Exercise aim: Restate the records word for word, omitting nothing.

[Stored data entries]
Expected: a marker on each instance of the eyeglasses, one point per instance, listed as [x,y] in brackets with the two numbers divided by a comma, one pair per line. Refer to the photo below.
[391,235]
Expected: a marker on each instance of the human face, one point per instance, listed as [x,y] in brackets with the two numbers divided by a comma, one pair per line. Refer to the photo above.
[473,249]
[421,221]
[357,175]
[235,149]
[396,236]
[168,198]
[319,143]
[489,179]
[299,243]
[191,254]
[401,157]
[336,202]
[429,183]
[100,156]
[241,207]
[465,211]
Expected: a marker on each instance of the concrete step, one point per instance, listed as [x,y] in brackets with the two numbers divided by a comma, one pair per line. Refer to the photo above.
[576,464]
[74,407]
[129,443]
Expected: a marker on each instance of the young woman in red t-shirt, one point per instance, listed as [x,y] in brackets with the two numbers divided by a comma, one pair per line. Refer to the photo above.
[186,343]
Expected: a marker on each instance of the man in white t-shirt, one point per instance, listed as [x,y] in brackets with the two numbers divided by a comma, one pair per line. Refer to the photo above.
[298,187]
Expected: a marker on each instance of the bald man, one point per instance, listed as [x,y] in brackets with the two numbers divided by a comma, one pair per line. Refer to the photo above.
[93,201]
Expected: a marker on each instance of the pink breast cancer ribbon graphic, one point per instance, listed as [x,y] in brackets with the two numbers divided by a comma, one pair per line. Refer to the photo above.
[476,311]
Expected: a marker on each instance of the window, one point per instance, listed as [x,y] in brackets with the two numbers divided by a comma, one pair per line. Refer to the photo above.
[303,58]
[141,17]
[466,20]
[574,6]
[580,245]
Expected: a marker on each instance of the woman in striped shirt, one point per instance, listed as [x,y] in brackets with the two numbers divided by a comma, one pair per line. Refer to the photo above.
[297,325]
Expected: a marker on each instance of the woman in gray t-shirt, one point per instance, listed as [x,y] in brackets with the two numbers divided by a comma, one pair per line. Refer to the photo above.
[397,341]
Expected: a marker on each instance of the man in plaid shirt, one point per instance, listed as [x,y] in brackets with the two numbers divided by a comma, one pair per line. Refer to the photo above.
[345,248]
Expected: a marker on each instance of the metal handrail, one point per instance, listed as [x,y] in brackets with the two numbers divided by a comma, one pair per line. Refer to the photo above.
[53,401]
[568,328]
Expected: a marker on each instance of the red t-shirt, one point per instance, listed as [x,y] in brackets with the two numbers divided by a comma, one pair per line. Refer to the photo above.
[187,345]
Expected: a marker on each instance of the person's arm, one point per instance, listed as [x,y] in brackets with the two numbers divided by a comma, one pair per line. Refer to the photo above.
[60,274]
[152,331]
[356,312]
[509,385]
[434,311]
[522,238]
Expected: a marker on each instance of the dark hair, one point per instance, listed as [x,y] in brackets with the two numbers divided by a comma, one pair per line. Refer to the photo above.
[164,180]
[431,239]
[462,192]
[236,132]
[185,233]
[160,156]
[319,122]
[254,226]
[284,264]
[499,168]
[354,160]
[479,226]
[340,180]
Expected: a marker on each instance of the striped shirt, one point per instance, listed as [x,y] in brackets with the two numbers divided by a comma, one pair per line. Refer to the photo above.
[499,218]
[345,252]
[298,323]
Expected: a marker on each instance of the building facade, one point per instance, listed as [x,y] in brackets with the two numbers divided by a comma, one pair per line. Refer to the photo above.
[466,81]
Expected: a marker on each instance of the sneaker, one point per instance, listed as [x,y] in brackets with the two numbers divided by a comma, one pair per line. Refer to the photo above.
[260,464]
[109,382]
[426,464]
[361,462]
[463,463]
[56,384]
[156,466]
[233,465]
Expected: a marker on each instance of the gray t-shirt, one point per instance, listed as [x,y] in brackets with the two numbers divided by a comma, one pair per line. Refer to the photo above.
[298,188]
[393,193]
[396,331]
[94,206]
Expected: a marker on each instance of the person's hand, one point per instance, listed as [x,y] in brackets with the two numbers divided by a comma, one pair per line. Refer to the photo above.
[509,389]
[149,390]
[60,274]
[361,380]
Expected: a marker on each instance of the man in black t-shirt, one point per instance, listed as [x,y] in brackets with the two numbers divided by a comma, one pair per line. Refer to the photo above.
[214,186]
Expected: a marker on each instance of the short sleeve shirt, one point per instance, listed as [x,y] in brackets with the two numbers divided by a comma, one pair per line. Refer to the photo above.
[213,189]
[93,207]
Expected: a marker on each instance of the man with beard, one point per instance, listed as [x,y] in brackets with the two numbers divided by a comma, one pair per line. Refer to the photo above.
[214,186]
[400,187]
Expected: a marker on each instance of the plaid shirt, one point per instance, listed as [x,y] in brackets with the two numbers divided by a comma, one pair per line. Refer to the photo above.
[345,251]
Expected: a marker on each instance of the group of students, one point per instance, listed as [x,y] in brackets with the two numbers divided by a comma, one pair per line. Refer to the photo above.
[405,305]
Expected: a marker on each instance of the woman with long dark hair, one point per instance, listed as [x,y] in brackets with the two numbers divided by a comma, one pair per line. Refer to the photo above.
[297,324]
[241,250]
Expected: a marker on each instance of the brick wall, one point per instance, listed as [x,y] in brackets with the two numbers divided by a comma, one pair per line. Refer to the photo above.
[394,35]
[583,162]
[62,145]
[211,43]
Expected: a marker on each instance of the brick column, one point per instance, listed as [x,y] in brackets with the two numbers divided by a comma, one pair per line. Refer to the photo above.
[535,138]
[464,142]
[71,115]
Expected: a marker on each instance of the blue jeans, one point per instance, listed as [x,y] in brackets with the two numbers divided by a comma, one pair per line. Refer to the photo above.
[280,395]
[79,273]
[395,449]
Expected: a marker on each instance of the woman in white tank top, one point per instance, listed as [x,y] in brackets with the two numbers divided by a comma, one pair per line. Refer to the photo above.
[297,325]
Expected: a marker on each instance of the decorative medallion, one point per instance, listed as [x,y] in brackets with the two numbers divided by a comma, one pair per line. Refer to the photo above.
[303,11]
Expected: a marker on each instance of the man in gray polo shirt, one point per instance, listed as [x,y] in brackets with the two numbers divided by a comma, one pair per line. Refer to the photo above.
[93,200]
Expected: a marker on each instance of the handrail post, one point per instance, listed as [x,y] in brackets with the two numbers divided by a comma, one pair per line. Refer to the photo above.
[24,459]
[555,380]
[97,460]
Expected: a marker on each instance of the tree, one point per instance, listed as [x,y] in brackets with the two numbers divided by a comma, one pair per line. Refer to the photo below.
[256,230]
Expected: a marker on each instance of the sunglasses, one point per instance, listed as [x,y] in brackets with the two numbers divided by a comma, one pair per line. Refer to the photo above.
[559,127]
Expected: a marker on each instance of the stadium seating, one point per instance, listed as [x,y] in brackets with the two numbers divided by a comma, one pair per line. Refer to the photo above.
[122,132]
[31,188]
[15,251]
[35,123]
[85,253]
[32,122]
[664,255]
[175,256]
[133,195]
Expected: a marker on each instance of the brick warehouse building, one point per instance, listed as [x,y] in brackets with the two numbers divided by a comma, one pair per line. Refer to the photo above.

Expected output:
Expected: a marker on each instance of the eyeglasses, one point per instance, listed as [x,y] in brackets with the two numbers divided by a comma, one pair per line. Refer to the photo below.
[391,235]
Expected: a marker on each instance of the human face, one point per instance, listed as [x,y] in brackets with the two numbers divided by a comma, one pair per line. Refer to the photo above.
[473,249]
[421,221]
[357,175]
[235,149]
[396,236]
[168,198]
[319,143]
[489,179]
[299,243]
[191,254]
[401,157]
[336,202]
[429,183]
[100,156]
[241,207]
[465,211]
Expected: a marker on each instance of the concrete step, one point per instance, listed as [x,y] in brackets with the two numbers divided by a comma, one pair per line. Refer to the photo above.
[576,464]
[74,407]
[129,443]
Expected: a marker on each instance of the young woman in red t-shirt, one point per instance, listed as [x,y] in brackets with the two numbers divided by a comma, one pair per line. Refer to the photo above.
[186,343]
Expected: a marker on each instance of the man in white t-shirt, one point per instance, listed as [x,y] in brackets with the two numbers divided by a comma, one pair per line. Refer to the photo above.
[298,187]
Expected: a marker on each instance of the bald man, one point per instance, listed as [x,y] in brackets with the two numbers divided by a comma, one pair per line. Refer to the photo above.
[93,201]
Expected: a marker on each instance of the pink breast cancer ribbon graphic, one point per instance, listed as [x,y] in brackets with the two numbers divided by a comma, one pair per line. Refer to the photo above.
[476,311]
Expected: a marker on each instance of the window, one point per instance, listed as [x,y] in brackets with the two numbers divided by a comma, one pair per line. Refer to the photo above.
[303,58]
[141,17]
[466,20]
[574,6]
[580,245]
Expected: a marker on each instance of the woman in striped shirt, one point per instance, listed as [x,y] in brackets with the two numbers divided by a comma, one pair per line. Refer to the photo above.
[297,325]
Expected: a marker on each instance of the woman in gray t-shirt, one point per instance, listed as [x,y] in brackets with the two numbers divided by a comma, one pair per line. Refer to the photo above.
[397,341]
Expected: a marker on each instance of the man in plaid shirt, one point per instance, listed as [x,y] in brackets with the two numbers divided by a comma, one pair per line. Refer to the photo above.
[345,248]
Expected: a marker on each instance of the metal handrail, one point per instance, listed as [x,y] in brackets with the two numbers divided by a comma, one pair per line. Refer to the photo above.
[53,401]
[568,328]
Expected: a marker on each instance of the red t-shirt, one point per instance, listed as [x,y] in brackets with the two numbers divided by a comma, one pair per line. Refer to the photo above.
[187,345]
Expected: a marker on each instance of the person's arm, one point per instance, listed as [x,y] in brackets with the two numbers divided by a comma, one pair per line. Refer to the photo above.
[60,274]
[152,331]
[356,312]
[509,385]
[434,311]
[522,238]
Expected: a marker on each instance of the dark hair, one point per instance, listed as [x,y] in brackets with the two numbers divided by a comma, one pair per line. Refer to the photo above.
[164,180]
[431,239]
[462,192]
[236,132]
[185,233]
[160,156]
[319,122]
[254,226]
[284,264]
[499,168]
[354,160]
[479,226]
[340,180]
Expected: a marker on each instance of the striped shirt, one point per instance, listed as [x,y] in brackets with the two numbers divided by a comma, one pair per line. Refer to the photo above.
[499,218]
[345,252]
[298,323]
Expected: a marker on each instance of the building facade, one point per instance, listed as [x,y] in brackets with the two numbers divided by a comma, one pair per line. Refer to the photo above.
[466,81]
Expected: a marker on each instance of the sneaker, one point per instance, listed as [x,y] in brackets with the two numbers divided by a comma, one pair per line. Refer to the photo above.
[260,464]
[109,382]
[426,464]
[361,462]
[463,463]
[56,384]
[156,466]
[233,465]
Expected: a marker on each instance of the gray t-shirt, one point per instance, listed as [x,y] in brackets with the two numbers divided by a comma, one pair per line. Refer to the photo above.
[298,188]
[393,193]
[396,331]
[94,206]
Expected: a marker on each instance of the person's hand, one point per instance, listed as [x,y] in brackets with the two numbers divided by a comma, one pair per line. Refer to the photo above.
[509,389]
[149,390]
[60,274]
[361,380]
Expected: a marker on each instance of the man in black t-shirt, one point per instance, listed as [x,y] in brackets with the two numbers divided by a comma, one pair per line. Refer to the photo above.
[214,186]
Expected: a marker on each instance of the short sleeve shirt, one point per instance, listed as [x,y] in brackets with the two numbers divided by a comma, one pair per line. Refer to the photo above.
[213,189]
[93,207]
Expected: a marker on each instance of the man with beard, one point per instance, listed as [x,y] in brackets with the two numbers divided by a comma, one pair per line. Refer to the photo above.
[214,186]
[400,187]
Expected: a marker on each instance of the plaid shirt, one point per instance, listed as [x,y] in brackets with the two numbers divided by a comma, one pair per line. Refer to the photo above.
[345,251]
Expected: a marker on each instance of the group of students, one point per instance, listed as [x,y] in brackets with the two numbers divided by a comma, one pair per line. Refer to the photo above.
[405,305]
Expected: a marker on each instance of the woman with long dark hair, one point per instance, listed as [x,y] in brackets with the two numbers divided by a comma, one pair per line. Refer to the photo above.
[297,324]
[241,250]
Expected: a marker on each instance of the brick wall, one point per instance, listed as [x,y] in brackets with the two numbers divided by a comma, one pair per line. Refer to the photo above.
[394,35]
[583,162]
[62,145]
[211,43]
Expected: a marker on each instance of the brick column, one point per instance, listed as [x,y] in brackets with the two numbers divided by a comma, one pair per line. Refer to the photo above.
[535,138]
[464,142]
[71,115]
Expected: a marker on each instance of the blue jeans, one point per instance, listed as [x,y] in brackets with the two numbers divided by a comma, one pair per line. Refer to the photo above.
[280,395]
[79,273]
[395,449]
Expected: a marker on each instance of the woman in white tank top, one point per instance, listed as [x,y] in brackets with the two numbers divided by a comma, one pair per line. Refer to the photo above.
[297,325]
Expected: a marker on each instance of the decorative medallion, one point per instance, listed as [x,y] in brackets with the two numbers divided by a comma, one pair per line. Refer to the photo above.
[303,11]
Expected: a marker on each instance of the man in gray polo shirt, one point per instance, listed as [x,y] in brackets with the two numbers divided by a comma, one pair per line. Refer to the photo above.
[93,200]
Expected: a marker on each instance of the handrail post, one point per instance, listed as [x,y] in brackets with the two numbers divided by a comma, one pair per line. Refer to the photo above.
[24,459]
[555,380]
[97,460]
Expected: a marker on each instance of the tree, one point per instance, listed as [x,y] in brackets with the two numbers divided by a comma, one pair per line. Refer to the photo below.
[256,230]
Expected: a marker on each instance of the sunglasses, one point per instance, listed as [x,y] in brackets with the two numbers divided by a comma, one pair per line. Refer to the photo above.
[559,127]
Expected: a marker on each instance of the stadium seating, one point per instance, listed as [x,y] in brackets with the two numbers divided by a comma, one pair per line. Refer to the photo above.
[122,132]
[31,188]
[15,251]
[35,123]
[85,253]
[32,122]
[664,255]
[175,256]
[133,195]
Expected: a marker on each instance of the brick warehouse building, one point per instance, listed as [x,y] in brackets with the two numbers divided by a comma, one pair per line. Refer to the photo above.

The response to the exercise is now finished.